*** Page extract
Appreciating U.S. Industry

Why Manufacturing Day matters

Published: Thursday, October 5, 2017 - 12:03

Friday, Oct. 6, 2017, is Manufacturing Day, one of the most important events of the year for those of us working within industry. On this occasion, we should all take some time to honor the science and art of manufacturing, an endeavor that has quite literally built our amazing modern society from the ground up.

Although Manufacturing Day was launched only five year ago, its antecedents began decades if not centuries before. In a certain sense, the discipline that we honor on the first Friday of each October traces its origins back to the beginning of the United States itself, a country birthed at the start of the initial Industrial Revolution. From the very beginning, this nation was conceived as a place where innovation could flourish. The emerging workshops and factories of early America quickly matured, and by the middle of the 19th century, U.S. manufacturing companies were among the best in the world in a host of sectors, including shipbuilding, metalworking, textiles, armaments, and many others.

Until a scant few decades ago, manufacturing here in the United States continued to lead the national economy. “Made in the USA” equaled “quality” both for exported goods as well as those kept within the shores of the country. U.S. manufacturing helped win wars and provided a material prosperity the likes of which the world had never seen before.
******
## Given instruction A
Copy the Manufacturing Day article from the words "Until a scant" to the words "never seen before.", swapping "national economy" for "domestic economy".
*** Extracted material
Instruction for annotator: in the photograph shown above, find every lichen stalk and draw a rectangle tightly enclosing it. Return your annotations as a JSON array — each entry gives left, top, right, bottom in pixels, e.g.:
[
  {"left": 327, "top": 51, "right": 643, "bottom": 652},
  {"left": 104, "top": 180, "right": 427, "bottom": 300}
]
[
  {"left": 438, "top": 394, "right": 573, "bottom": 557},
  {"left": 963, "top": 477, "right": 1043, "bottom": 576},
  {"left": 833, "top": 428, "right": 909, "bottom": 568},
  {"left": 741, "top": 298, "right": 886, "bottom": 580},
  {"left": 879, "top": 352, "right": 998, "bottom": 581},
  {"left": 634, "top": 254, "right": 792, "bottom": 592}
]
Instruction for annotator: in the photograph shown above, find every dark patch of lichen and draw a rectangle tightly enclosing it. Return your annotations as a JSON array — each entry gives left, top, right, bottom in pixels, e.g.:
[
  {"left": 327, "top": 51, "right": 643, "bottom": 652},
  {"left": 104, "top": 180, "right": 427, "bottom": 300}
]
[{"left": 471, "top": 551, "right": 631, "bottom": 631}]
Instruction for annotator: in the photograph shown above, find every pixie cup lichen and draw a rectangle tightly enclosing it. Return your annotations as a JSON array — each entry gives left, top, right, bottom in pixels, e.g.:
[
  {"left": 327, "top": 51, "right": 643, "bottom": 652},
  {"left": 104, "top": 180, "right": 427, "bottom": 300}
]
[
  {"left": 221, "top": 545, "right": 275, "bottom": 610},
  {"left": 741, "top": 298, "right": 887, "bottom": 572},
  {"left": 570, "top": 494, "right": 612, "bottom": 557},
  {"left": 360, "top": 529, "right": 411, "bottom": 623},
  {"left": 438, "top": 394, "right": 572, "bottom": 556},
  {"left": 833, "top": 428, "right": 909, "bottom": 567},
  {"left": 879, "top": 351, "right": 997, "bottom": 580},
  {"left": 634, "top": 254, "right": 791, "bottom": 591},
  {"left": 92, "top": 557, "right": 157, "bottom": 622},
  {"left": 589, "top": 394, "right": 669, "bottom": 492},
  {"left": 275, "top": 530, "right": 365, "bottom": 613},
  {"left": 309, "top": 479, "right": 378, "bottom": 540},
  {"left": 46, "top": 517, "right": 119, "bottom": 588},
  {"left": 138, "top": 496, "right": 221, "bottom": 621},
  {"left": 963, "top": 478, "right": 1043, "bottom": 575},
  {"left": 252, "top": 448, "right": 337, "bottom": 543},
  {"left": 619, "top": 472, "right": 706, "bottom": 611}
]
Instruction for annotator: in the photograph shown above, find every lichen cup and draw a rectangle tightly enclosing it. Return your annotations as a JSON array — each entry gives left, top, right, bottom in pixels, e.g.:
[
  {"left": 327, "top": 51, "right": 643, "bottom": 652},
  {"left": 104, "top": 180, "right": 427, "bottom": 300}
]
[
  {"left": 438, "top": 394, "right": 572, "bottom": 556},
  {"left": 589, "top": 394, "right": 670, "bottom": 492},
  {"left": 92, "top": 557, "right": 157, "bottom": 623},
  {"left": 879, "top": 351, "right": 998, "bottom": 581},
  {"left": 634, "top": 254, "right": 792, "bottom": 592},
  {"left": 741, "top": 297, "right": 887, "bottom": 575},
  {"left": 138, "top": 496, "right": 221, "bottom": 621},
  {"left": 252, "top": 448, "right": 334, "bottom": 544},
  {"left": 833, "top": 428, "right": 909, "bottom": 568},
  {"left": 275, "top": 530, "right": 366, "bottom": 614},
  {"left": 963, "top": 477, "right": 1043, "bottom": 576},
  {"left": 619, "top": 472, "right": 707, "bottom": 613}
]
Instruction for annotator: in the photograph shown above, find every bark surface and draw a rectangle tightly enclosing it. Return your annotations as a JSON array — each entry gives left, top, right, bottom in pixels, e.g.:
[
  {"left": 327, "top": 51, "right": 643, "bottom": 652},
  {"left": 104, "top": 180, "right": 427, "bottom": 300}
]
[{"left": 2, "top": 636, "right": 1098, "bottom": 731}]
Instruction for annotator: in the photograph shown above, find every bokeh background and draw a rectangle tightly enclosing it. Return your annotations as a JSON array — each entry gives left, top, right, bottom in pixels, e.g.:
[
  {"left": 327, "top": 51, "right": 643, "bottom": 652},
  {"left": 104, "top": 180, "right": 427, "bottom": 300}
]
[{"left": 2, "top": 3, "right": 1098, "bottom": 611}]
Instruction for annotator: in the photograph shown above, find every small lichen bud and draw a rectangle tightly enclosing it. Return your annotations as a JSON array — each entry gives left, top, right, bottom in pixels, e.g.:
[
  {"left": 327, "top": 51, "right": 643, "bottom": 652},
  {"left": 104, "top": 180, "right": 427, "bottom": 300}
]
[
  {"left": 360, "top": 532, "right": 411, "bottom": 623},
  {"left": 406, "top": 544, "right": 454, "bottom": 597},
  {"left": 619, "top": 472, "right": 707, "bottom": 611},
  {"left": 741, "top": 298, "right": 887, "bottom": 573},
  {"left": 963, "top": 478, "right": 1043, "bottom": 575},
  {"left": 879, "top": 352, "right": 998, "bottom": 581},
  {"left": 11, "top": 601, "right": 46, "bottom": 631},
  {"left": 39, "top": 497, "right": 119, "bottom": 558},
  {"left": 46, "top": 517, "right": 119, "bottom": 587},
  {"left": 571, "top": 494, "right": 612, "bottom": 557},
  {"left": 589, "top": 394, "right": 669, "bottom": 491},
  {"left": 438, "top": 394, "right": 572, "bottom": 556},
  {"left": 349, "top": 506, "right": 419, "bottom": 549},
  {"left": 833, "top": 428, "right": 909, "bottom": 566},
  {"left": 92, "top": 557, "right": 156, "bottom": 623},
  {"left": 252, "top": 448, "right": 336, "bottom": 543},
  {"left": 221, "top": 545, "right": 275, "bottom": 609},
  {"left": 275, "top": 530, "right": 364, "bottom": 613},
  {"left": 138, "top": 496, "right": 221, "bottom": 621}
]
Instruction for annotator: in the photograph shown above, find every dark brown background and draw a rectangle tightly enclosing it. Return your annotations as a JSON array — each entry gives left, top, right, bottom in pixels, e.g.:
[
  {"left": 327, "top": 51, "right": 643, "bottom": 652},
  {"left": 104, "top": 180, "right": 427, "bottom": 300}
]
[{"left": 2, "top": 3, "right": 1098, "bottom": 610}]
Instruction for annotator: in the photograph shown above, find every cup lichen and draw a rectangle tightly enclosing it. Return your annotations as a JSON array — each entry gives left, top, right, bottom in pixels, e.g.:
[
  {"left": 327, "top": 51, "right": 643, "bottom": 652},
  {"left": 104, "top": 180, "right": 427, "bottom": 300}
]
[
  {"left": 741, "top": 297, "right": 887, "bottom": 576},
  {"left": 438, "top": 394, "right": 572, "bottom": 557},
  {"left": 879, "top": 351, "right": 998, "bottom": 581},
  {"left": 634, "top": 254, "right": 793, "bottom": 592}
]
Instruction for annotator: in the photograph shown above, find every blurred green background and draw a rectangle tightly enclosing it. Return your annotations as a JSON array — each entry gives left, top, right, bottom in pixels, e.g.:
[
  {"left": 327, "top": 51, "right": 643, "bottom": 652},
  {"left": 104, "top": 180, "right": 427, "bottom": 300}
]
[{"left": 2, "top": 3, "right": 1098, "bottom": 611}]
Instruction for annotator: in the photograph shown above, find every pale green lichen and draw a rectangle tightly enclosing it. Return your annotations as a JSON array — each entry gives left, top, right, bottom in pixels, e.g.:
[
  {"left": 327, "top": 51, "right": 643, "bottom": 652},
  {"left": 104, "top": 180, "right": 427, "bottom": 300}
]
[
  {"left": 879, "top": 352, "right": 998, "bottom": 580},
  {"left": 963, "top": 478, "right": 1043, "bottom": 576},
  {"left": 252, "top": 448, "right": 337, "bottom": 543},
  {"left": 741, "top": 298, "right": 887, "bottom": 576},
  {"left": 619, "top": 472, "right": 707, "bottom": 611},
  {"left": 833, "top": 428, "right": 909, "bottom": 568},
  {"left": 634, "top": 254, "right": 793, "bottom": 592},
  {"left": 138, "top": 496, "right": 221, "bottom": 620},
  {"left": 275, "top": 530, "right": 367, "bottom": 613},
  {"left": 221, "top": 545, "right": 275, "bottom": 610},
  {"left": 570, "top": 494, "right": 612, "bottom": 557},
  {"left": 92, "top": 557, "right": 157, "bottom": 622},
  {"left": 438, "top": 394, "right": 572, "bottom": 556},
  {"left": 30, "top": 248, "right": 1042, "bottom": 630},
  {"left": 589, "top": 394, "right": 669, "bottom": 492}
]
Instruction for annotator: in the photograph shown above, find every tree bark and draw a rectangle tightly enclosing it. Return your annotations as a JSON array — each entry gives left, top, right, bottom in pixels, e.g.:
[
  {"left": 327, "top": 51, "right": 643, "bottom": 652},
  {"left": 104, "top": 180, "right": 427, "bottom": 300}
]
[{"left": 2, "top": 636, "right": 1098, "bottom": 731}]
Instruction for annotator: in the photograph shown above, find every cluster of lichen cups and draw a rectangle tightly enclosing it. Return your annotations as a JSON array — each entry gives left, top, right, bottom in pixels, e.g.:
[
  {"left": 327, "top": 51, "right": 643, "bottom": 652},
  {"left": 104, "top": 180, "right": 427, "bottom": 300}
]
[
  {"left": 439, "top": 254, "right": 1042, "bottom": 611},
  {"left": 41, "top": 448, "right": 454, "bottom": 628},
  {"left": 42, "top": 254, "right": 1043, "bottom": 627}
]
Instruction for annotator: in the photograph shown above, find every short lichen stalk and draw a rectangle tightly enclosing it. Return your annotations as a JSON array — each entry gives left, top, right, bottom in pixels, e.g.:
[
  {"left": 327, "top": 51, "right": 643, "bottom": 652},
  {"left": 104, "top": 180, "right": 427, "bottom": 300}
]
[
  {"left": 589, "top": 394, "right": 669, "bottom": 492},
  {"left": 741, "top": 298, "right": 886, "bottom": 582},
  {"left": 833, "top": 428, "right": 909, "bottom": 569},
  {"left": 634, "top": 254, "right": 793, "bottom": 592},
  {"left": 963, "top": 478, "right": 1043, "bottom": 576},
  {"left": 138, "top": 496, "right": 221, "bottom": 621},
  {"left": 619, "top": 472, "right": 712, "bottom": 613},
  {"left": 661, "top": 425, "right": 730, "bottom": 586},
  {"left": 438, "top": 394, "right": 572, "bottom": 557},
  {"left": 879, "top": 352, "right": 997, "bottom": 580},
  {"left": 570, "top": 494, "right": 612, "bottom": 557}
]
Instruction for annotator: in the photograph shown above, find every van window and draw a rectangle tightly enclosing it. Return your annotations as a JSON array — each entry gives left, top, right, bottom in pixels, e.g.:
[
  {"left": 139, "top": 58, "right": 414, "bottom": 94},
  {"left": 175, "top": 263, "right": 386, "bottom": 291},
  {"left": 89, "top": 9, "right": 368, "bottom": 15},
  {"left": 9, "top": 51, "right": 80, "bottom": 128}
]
******
*** Extracted material
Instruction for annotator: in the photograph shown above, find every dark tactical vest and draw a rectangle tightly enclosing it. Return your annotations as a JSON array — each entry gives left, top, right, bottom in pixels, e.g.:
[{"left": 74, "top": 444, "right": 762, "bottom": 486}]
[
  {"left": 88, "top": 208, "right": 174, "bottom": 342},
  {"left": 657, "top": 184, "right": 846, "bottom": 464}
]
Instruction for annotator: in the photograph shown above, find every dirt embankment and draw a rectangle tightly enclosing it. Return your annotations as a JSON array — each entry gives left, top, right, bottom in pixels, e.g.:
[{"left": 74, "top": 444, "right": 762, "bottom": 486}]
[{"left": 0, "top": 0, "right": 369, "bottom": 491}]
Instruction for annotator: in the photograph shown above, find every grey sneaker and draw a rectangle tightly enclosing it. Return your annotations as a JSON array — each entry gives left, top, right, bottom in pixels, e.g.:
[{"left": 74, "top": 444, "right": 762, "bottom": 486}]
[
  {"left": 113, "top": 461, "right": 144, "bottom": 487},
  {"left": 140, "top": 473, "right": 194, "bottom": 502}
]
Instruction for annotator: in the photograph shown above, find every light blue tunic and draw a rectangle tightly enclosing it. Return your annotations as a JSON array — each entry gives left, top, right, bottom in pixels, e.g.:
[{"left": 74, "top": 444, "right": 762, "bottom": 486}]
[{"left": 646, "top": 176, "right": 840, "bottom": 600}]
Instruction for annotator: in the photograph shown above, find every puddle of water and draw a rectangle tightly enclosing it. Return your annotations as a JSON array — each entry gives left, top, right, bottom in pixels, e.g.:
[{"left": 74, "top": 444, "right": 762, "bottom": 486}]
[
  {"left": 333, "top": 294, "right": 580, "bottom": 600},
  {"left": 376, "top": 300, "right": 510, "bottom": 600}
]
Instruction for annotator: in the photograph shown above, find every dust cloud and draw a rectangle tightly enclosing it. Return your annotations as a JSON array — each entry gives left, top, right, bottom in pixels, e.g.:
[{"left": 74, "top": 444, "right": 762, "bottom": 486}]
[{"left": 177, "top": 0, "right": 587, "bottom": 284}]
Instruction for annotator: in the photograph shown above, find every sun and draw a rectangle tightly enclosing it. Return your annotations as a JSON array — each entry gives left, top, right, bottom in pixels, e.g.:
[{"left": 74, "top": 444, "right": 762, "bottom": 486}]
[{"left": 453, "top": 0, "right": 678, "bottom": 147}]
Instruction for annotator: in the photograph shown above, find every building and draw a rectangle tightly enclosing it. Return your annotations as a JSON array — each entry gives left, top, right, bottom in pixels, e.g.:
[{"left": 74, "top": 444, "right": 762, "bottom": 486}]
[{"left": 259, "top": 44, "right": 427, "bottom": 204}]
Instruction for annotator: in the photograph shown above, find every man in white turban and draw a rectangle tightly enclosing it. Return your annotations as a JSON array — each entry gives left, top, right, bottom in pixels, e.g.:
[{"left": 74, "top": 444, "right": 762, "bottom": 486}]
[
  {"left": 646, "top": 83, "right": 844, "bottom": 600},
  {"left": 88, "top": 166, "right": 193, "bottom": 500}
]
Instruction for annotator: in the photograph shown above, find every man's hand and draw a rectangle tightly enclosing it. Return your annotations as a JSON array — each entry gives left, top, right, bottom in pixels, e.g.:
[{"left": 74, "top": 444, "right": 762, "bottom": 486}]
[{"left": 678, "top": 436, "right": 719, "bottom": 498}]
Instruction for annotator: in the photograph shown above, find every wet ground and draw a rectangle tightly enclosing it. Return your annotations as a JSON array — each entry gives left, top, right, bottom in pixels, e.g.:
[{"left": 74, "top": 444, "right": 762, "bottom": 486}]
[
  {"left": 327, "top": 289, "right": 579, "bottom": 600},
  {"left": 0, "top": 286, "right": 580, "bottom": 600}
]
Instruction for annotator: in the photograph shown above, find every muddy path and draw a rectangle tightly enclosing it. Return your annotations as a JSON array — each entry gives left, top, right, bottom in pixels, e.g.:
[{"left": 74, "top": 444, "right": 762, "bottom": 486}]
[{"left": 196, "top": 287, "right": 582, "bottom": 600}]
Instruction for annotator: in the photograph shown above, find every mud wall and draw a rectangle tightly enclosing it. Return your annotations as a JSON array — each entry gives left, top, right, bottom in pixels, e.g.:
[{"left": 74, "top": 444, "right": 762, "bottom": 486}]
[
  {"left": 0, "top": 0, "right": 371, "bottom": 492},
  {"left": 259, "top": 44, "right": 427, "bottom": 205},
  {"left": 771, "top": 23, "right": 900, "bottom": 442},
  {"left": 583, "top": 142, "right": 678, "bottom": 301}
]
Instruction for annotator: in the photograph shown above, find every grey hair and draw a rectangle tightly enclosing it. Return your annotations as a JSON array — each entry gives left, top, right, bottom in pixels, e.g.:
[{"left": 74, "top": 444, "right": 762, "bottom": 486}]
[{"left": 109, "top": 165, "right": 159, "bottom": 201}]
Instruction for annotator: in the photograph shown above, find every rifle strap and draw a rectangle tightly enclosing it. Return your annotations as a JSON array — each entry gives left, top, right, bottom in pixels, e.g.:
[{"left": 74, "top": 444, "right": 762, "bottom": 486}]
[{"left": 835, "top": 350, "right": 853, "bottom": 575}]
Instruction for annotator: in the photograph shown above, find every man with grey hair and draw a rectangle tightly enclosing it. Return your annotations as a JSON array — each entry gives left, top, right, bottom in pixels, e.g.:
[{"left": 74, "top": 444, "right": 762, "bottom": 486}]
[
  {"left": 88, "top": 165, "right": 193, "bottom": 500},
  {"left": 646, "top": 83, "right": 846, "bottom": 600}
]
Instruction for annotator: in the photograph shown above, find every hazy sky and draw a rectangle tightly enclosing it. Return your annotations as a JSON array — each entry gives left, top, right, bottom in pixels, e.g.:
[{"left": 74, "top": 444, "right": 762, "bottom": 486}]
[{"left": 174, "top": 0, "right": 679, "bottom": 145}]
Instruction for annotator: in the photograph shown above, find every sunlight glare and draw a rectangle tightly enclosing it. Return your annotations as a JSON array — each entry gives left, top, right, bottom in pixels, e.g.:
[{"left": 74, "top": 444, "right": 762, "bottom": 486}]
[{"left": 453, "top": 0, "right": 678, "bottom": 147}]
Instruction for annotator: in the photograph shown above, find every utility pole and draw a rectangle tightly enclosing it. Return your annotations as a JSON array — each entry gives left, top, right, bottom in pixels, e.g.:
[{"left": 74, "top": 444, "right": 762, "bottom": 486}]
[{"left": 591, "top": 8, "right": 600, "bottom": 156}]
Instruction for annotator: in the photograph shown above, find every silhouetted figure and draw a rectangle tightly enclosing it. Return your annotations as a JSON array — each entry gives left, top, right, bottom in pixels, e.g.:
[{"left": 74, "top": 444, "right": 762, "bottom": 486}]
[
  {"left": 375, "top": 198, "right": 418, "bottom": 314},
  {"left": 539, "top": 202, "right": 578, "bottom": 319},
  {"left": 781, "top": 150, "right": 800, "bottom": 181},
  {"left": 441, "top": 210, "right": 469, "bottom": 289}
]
******
## Given instruction B
How many lines of the records contain the string "green"? Please reply with the number only.

## Correct response A
Until a scant few decades ago, manufacturing here in the United States continued to lead the domestic economy. “Made in the USA” equaled “quality” both for exported goods as well as those kept within the shores of the country. U.S. manufacturing helped win wars and provided a material prosperity the likes of which the world had never seen before.

## Correct response B
2